### Written task
Gather every line of the material below that contains the string "white", copying each such line in full. Matching is case-sensitive.

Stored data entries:
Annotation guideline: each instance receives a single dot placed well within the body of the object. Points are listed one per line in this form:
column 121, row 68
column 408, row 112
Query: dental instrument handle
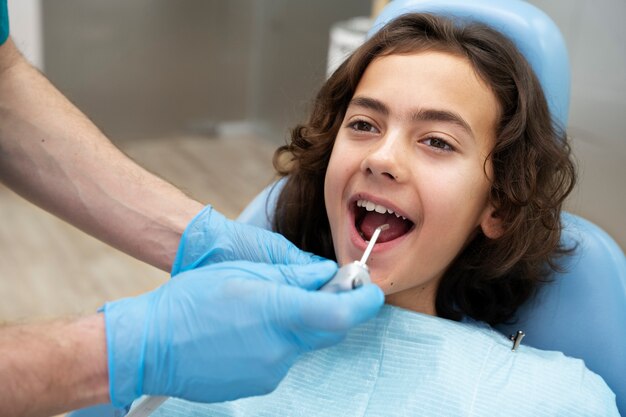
column 354, row 274
column 146, row 406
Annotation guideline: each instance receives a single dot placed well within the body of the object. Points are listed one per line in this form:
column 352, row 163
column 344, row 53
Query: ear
column 491, row 223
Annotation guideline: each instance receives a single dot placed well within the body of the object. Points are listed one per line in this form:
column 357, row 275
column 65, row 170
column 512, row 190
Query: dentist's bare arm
column 50, row 368
column 54, row 156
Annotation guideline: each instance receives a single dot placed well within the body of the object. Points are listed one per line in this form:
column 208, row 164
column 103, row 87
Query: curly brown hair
column 532, row 166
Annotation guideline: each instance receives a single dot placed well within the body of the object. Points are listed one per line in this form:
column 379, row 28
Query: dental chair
column 582, row 311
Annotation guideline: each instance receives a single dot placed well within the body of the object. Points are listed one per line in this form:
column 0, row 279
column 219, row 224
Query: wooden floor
column 49, row 269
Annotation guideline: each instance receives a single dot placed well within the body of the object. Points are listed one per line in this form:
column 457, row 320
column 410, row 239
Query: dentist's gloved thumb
column 308, row 276
column 339, row 312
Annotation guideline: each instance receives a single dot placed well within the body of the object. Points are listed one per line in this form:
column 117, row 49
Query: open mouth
column 368, row 216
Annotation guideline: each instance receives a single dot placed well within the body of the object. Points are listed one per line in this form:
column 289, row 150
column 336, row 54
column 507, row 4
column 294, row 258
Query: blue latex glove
column 227, row 331
column 210, row 237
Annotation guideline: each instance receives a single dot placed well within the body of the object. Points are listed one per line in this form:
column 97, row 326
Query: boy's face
column 414, row 140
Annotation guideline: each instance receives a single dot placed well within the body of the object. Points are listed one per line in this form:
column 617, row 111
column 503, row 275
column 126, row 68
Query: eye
column 362, row 126
column 438, row 143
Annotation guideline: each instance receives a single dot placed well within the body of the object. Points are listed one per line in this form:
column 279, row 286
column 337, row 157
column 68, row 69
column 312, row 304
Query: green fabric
column 4, row 21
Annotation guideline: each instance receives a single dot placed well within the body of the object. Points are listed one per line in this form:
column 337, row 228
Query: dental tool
column 349, row 277
column 353, row 275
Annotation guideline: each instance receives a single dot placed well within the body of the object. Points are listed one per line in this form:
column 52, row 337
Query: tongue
column 372, row 219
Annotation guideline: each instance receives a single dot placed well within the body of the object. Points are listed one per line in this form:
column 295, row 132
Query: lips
column 369, row 214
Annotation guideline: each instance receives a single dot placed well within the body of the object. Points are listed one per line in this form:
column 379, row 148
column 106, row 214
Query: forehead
column 431, row 80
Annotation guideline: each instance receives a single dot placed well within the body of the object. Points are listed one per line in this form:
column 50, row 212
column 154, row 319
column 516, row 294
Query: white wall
column 26, row 30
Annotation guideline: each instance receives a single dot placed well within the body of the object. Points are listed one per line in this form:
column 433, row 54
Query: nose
column 385, row 159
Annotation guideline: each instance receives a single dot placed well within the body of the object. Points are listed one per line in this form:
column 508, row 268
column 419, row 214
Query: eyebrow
column 418, row 115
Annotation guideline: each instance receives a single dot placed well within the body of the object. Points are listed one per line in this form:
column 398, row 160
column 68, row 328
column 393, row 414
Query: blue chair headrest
column 533, row 32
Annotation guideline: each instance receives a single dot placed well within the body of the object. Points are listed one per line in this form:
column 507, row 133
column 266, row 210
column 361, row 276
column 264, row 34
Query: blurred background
column 202, row 91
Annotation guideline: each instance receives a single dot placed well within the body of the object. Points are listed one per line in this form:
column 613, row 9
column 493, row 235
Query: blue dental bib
column 408, row 364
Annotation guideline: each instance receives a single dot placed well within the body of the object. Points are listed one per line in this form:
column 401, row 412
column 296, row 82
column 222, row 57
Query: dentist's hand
column 227, row 331
column 210, row 237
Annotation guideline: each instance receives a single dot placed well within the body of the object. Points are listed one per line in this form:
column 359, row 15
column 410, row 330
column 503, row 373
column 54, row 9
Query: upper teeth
column 370, row 206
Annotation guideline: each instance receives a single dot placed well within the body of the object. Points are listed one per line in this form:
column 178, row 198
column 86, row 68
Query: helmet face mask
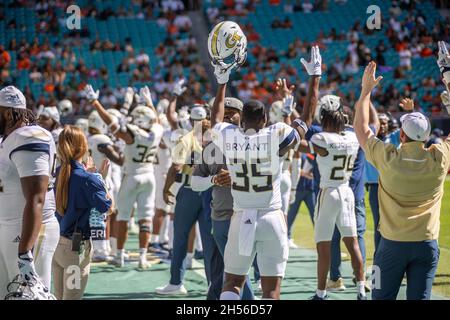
column 227, row 45
column 327, row 103
column 95, row 122
column 143, row 117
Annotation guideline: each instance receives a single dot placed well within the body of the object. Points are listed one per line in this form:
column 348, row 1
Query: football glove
column 145, row 97
column 179, row 88
column 128, row 98
column 314, row 67
column 288, row 105
column 90, row 94
column 445, row 98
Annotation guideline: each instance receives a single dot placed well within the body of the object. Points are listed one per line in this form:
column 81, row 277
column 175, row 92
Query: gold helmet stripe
column 214, row 39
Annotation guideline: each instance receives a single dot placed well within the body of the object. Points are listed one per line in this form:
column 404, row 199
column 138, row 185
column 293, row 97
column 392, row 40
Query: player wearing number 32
column 142, row 138
column 28, row 227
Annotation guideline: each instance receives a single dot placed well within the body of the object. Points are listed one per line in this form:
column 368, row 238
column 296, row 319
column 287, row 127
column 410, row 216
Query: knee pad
column 145, row 227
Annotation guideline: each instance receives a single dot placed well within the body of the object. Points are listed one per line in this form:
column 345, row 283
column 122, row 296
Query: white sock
column 361, row 289
column 229, row 295
column 321, row 293
column 142, row 252
column 113, row 242
column 171, row 234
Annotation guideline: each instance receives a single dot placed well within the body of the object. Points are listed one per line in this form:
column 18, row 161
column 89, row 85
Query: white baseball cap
column 198, row 112
column 11, row 97
column 416, row 126
column 51, row 112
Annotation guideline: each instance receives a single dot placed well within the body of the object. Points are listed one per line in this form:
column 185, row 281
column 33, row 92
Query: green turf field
column 107, row 282
column 303, row 235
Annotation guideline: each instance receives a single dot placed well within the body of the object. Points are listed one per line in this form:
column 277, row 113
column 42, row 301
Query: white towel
column 247, row 231
column 347, row 209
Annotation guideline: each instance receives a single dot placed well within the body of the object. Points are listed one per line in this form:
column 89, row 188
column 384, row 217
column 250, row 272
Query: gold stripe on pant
column 70, row 270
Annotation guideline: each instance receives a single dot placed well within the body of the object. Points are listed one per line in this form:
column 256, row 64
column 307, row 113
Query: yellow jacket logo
column 232, row 40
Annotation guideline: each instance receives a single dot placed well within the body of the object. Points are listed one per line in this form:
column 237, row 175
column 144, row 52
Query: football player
column 29, row 231
column 142, row 138
column 254, row 157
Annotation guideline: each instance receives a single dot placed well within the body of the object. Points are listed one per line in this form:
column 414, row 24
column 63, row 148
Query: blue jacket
column 86, row 192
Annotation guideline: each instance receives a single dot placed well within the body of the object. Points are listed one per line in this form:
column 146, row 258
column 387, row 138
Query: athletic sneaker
column 189, row 262
column 366, row 285
column 171, row 289
column 118, row 262
column 337, row 285
column 292, row 244
column 101, row 257
column 361, row 297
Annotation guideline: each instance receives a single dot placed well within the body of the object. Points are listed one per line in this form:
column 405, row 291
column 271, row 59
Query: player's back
column 140, row 155
column 254, row 163
column 336, row 167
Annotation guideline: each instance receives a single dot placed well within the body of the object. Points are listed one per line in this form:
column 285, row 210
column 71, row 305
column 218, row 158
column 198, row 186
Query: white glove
column 179, row 88
column 26, row 266
column 288, row 105
column 443, row 60
column 314, row 67
column 222, row 71
column 445, row 98
column 128, row 98
column 90, row 94
column 144, row 97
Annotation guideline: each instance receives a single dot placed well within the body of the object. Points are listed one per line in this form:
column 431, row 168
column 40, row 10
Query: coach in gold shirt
column 411, row 186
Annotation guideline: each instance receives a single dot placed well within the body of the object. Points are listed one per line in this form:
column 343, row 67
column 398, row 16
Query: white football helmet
column 183, row 118
column 162, row 106
column 275, row 113
column 65, row 107
column 97, row 123
column 143, row 117
column 83, row 124
column 328, row 102
column 22, row 289
column 227, row 44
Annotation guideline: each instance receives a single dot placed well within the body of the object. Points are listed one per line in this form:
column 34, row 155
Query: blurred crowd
column 407, row 33
column 64, row 73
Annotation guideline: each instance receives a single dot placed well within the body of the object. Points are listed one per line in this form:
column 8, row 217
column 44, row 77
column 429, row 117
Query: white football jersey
column 254, row 164
column 140, row 155
column 94, row 141
column 27, row 151
column 336, row 167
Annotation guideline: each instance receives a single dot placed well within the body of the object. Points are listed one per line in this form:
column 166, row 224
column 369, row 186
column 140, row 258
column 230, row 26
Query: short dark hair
column 254, row 110
column 334, row 120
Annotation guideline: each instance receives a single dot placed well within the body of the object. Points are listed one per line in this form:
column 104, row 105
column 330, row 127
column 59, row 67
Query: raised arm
column 113, row 126
column 362, row 107
column 314, row 70
column 171, row 113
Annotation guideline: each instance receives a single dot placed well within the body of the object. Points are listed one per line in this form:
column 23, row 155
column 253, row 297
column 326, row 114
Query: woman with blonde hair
column 81, row 201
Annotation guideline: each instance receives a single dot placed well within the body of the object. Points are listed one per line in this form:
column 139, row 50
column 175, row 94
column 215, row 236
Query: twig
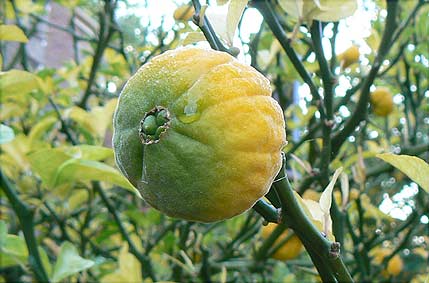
column 25, row 216
column 361, row 109
column 270, row 17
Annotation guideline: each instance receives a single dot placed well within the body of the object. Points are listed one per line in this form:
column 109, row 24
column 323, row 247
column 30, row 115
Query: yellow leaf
column 17, row 82
column 129, row 269
column 415, row 168
column 12, row 33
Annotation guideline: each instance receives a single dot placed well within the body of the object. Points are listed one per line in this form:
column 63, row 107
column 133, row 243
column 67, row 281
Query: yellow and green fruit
column 198, row 133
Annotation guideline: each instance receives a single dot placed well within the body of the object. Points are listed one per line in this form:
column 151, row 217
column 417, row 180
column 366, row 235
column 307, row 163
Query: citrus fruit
column 381, row 101
column 348, row 57
column 290, row 249
column 198, row 134
column 184, row 13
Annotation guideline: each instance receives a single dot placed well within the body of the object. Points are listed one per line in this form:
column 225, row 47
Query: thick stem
column 25, row 216
column 361, row 109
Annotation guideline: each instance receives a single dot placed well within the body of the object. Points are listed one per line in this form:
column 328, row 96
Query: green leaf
column 46, row 162
column 235, row 11
column 78, row 163
column 17, row 82
column 415, row 168
column 6, row 134
column 322, row 10
column 12, row 33
column 90, row 152
column 85, row 170
column 69, row 262
column 45, row 261
column 192, row 37
column 41, row 128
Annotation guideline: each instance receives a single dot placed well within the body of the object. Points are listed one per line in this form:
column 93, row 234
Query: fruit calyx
column 154, row 125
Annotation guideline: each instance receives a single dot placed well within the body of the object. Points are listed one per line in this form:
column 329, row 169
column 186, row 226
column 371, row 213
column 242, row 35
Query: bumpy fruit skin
column 349, row 57
column 381, row 101
column 222, row 148
column 184, row 13
column 290, row 249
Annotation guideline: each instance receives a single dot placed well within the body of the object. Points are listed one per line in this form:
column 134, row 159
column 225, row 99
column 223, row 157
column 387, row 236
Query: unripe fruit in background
column 348, row 57
column 198, row 134
column 381, row 101
column 290, row 249
column 184, row 13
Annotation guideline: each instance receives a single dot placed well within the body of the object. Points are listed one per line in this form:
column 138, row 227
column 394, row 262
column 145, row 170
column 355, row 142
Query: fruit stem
column 154, row 125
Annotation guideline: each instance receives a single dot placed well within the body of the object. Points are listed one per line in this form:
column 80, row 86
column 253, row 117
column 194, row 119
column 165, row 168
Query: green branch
column 105, row 33
column 25, row 216
column 325, row 254
column 361, row 109
column 271, row 18
column 146, row 264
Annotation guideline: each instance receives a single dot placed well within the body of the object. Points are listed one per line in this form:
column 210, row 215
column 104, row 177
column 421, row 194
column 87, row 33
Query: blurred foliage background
column 67, row 215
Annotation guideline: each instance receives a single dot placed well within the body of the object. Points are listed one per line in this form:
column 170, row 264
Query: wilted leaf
column 69, row 262
column 6, row 134
column 129, row 269
column 415, row 168
column 17, row 82
column 12, row 33
column 314, row 212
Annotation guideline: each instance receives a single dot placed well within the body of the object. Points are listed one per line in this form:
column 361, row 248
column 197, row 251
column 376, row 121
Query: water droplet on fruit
column 190, row 113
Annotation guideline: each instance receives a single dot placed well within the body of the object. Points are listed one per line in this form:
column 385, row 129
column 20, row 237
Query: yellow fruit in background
column 198, row 133
column 354, row 194
column 184, row 13
column 290, row 249
column 395, row 265
column 381, row 101
column 349, row 57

### Written solution
Query: white wall
Query: white sock
Query: white baseball cap
Query: white towel
Query: white glove
Query: white football helmet
Query: white football jersey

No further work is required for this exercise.